What the task requires: Write out every line of the material exactly as it appears.
****
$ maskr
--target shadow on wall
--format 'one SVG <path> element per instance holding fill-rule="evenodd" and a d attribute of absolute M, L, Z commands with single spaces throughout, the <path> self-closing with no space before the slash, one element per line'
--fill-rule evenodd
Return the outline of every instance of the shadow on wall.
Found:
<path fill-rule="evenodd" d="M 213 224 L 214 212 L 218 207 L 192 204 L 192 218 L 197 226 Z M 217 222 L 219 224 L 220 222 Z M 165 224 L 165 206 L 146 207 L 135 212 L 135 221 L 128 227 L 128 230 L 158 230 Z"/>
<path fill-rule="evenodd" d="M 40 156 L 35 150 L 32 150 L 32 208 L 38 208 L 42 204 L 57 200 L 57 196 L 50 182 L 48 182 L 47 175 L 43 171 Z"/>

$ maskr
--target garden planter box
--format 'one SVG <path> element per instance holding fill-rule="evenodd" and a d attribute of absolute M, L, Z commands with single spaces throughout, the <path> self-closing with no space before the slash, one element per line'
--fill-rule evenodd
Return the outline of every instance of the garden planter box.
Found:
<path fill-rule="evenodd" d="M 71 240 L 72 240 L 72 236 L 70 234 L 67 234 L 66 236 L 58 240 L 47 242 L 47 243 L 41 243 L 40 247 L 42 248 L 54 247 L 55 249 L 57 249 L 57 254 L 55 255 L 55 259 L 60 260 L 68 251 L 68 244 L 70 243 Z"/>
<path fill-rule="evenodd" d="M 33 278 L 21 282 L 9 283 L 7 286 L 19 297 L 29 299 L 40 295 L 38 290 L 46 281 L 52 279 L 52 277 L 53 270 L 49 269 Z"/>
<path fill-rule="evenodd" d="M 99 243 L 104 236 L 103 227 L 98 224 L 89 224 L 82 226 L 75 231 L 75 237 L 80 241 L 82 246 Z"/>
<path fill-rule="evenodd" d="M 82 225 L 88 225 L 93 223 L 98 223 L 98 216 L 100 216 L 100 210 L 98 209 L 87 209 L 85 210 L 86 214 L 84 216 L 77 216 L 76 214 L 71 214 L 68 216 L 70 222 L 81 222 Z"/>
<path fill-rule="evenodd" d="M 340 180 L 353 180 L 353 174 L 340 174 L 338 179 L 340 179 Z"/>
****
Written solution:
$ maskr
--target shadow on wall
--format 'one SVG <path> element per instance holding fill-rule="evenodd" and a d attribute of absolute M, L, Z commands with single spaces throughout, the <path> self-closing with no space before the slash, one element per line'
--fill-rule evenodd
Return the outline of every instance of the shadow on wall.
Found:
<path fill-rule="evenodd" d="M 213 224 L 214 212 L 218 207 L 192 204 L 192 218 L 197 226 Z M 217 222 L 219 224 L 220 222 Z M 165 224 L 165 206 L 146 207 L 135 212 L 135 221 L 128 227 L 128 230 L 158 230 Z"/>
<path fill-rule="evenodd" d="M 40 156 L 35 150 L 32 150 L 32 208 L 38 208 L 42 204 L 57 200 L 57 196 L 50 182 L 48 182 L 47 175 L 43 171 Z"/>

$ maskr
--target garden planter box
--format 'one SVG <path> element per instance holding fill-rule="evenodd" and a d attribute of absolute M, L, Z commands with single spaces throughout, the <path> self-closing with no space before the slash, one element per line'
--fill-rule evenodd
Return the outline of every instance of the garden planter box.
Found:
<path fill-rule="evenodd" d="M 71 240 L 72 240 L 72 236 L 70 234 L 67 234 L 66 236 L 58 240 L 47 242 L 47 243 L 41 243 L 40 247 L 42 248 L 54 247 L 55 249 L 57 249 L 57 254 L 55 255 L 55 259 L 60 260 L 68 251 L 68 244 L 70 243 Z"/>
<path fill-rule="evenodd" d="M 33 278 L 21 282 L 9 283 L 7 286 L 19 297 L 29 299 L 40 295 L 38 290 L 46 281 L 52 279 L 52 277 L 53 270 L 49 269 Z"/>
<path fill-rule="evenodd" d="M 99 243 L 104 236 L 103 227 L 98 224 L 89 224 L 82 226 L 75 231 L 75 237 L 80 241 L 82 246 Z"/>
<path fill-rule="evenodd" d="M 82 225 L 88 225 L 93 223 L 98 223 L 98 216 L 100 216 L 100 210 L 98 209 L 87 209 L 85 210 L 86 214 L 84 216 L 77 216 L 76 214 L 71 214 L 68 216 L 70 222 L 81 222 Z"/>
<path fill-rule="evenodd" d="M 340 180 L 353 180 L 353 174 L 340 174 L 338 179 L 340 179 Z"/>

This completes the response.